§ Teks yang Disediakan:
________________________
“Jangankan Netizen, wartawan sekalipun bisa menimbulkan kekacauan.”

Lembaga Pers Mahasiswa Didaktika kembali menggelar kegiatan Latihan Dasar Pers Mahasiswa ke XXVIII. Bertempat di Aula Daksinapati Universitas Negeri Jakarta, acara yang berlangsung sejak 28 Maret-2 April 2016 ini diikuti oleh beragam elemen mahasiswa. Mulai dari Badan Eksekutif, Lembaga Pers, Lembaga Kajian, Lembaga Dakwah, juga mahasiswa umum lainnya.

Andreas Harsono, pembicara pertama pada Senin (28/3), menjabarkan tentang sembilan elemen jurnalisme yang kemudian berkembang menjadi sepuluh elemen oleh Bill Kovach dalam buku berjudul Blur. Penulis buku Agama Saya Adalah Jurnalisme ini menekankan bahwa dasar-dasar tersebut sangat penting untuk dimengerti dan diterapkan oleh wartawan.

Salah satu elemen disebutkan oleh Andreas adalah verifikasi. “Kritik yang paling efektif untuk wartawan adalah metode. Metode inilah yang menjadi inti dari verifikasi,” jelas Andreas di hadapan peserta yang berasal dari berbagai universitas di Jakarta itu.
________________________
§ Data yang Disediakan:
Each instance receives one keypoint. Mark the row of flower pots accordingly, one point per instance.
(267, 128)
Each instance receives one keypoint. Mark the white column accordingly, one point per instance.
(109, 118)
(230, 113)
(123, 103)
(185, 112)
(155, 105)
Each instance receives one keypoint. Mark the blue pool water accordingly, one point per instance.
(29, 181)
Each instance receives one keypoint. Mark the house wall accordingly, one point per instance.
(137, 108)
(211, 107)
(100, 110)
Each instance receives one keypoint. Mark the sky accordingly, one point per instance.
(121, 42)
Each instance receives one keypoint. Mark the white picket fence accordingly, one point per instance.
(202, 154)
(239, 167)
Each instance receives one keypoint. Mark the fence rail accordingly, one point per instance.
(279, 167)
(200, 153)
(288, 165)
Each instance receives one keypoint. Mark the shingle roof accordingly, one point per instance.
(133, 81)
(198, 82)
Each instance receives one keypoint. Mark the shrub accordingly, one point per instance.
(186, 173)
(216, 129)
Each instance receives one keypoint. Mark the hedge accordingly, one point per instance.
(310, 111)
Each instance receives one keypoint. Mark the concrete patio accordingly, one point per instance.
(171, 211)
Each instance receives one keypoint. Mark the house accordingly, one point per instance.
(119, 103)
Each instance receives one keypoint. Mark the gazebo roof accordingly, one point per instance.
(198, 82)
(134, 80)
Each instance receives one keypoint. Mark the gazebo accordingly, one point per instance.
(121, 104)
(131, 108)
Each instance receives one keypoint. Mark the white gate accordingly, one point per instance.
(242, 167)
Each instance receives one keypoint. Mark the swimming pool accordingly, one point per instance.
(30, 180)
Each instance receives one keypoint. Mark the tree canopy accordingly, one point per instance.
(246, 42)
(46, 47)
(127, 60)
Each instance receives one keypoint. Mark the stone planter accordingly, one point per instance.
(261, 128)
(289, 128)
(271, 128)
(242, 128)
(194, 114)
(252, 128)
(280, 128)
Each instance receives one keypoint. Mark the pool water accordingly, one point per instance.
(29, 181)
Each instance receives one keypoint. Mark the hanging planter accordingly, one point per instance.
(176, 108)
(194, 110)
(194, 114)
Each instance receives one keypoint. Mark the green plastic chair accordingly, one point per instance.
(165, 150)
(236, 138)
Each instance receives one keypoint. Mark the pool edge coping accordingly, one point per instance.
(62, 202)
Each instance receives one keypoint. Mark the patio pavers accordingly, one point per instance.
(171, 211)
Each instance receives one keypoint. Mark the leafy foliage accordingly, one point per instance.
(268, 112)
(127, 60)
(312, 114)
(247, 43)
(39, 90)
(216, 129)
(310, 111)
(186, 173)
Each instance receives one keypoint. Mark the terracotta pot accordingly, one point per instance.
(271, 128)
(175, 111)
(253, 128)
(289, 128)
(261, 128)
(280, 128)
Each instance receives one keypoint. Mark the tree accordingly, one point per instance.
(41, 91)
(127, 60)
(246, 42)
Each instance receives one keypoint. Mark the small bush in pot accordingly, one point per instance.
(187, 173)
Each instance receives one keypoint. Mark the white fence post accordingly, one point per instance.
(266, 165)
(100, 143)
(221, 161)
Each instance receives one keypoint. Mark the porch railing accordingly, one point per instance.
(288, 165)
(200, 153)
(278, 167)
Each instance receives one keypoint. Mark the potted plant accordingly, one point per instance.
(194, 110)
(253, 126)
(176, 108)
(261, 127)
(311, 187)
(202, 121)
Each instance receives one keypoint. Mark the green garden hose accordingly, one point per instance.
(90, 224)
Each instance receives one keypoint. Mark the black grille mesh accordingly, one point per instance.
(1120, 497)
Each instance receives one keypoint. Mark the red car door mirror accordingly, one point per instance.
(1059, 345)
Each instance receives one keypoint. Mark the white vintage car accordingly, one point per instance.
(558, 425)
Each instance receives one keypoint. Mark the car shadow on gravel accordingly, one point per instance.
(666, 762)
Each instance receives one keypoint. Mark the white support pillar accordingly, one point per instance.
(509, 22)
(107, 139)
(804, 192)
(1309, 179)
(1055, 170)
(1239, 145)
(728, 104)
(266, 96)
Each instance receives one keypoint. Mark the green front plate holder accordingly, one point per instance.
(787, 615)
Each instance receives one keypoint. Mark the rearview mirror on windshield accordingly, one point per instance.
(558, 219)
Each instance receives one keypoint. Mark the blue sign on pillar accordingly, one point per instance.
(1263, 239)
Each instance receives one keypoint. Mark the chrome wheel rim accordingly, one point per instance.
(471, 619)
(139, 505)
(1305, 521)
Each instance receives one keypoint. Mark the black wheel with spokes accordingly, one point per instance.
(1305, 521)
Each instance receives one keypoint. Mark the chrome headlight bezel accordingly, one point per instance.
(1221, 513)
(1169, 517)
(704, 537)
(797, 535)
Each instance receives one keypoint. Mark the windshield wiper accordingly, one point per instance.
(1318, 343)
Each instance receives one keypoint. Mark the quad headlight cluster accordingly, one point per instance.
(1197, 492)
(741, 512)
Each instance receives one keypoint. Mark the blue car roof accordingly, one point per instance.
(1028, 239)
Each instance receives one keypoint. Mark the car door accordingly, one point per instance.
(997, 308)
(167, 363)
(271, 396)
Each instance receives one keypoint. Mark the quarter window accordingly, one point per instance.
________________________
§ Tantangan:
A - Sebutkan semua elemen mahasiswa yang mengikuti kegiatan menurut teks tentang Latihan Dasar Pers Mahasiswa.
B - Masukkan ke dalam daftar JSON berisi string, satu string untuk setiap baris tanpa baris kosong, seluruh isi catatan mulai dari baris yang memuat "Each instance receives one keypoint. Mark the hanging" sampai baris yang memuat "(1059, 345)", kedua baris itu ikut disertakan.
Teks dan catatan ini merupakan dua bahan yang berdiri sendiri.

§ Jawaban Tertulis:
A - Badan Eksekutif, Lembaga Pers, Lembaga Kajian, Lembaga Dakwah, dan mahasiswa umum lainnya.

B -
[
  "Each instance receives one keypoint. Mark the hanging planter accordingly, one point per instance.",
  "(176, 108)",
  "(194, 110)",
  "(194, 114)",
  "Each instance receives one keypoint. Mark the green plastic chair accordingly, one point per instance.",
  "(165, 150)",
  "(236, 138)",
  "Each instance receives one keypoint. Mark the pool edge coping accordingly, one point per instance.",
  "(62, 202)",
  "Each instance receives one keypoint. Mark the patio pavers accordingly, one point per instance.",
  "(171, 211)",
  "Each instance receives one keypoint. Mark the leafy foliage accordingly, one point per instance.",
  "(268, 112)",
  "(127, 60)",
  "(312, 114)",
  "(247, 43)",
  "(39, 90)",
  "(216, 129)",
  "(310, 111)",
  "(186, 173)",
  "Each instance receives one keypoint. Mark the terracotta pot accordingly, one point per instance.",
  "(271, 128)",
  "(175, 111)",
  "(253, 128)",
  "(289, 128)",
  "(261, 128)",
  "(280, 128)",
  "Each instance receives one keypoint. Mark the tree accordingly, one point per instance.",
  "(41, 91)",
  "(127, 60)",
  "(246, 42)",
  "Each instance receives one keypoint. Mark the small bush in pot accordingly, one point per instance.",
  "(187, 173)",
  "Each instance receives one keypoint. Mark the white fence post accordingly, one point per instance.",
  "(266, 165)",
  "(100, 143)",
  "(221, 161)",
  "Each instance receives one keypoint. Mark the porch railing accordingly, one point per instance.",
  "(288, 165)",
  "(200, 153)",
  "(278, 167)",
  "Each instance receives one keypoint. Mark the potted plant accordingly, one point per instance.",
  "(194, 110)",
  "(253, 126)",
  "(176, 108)",
  "(261, 127)",
  "(311, 187)",
  "(202, 121)",
  "Each instance receives one keypoint. Mark the green garden hose accordingly, one point per instance.",
  "(90, 224)",
  "Each instance receives one keypoint. Mark the black grille mesh accordingly, one point per instance.",
  "(1120, 497)",
  "Each instance receives one keypoint. Mark the red car door mirror accordingly, one point per instance.",
  "(1059, 345)"
]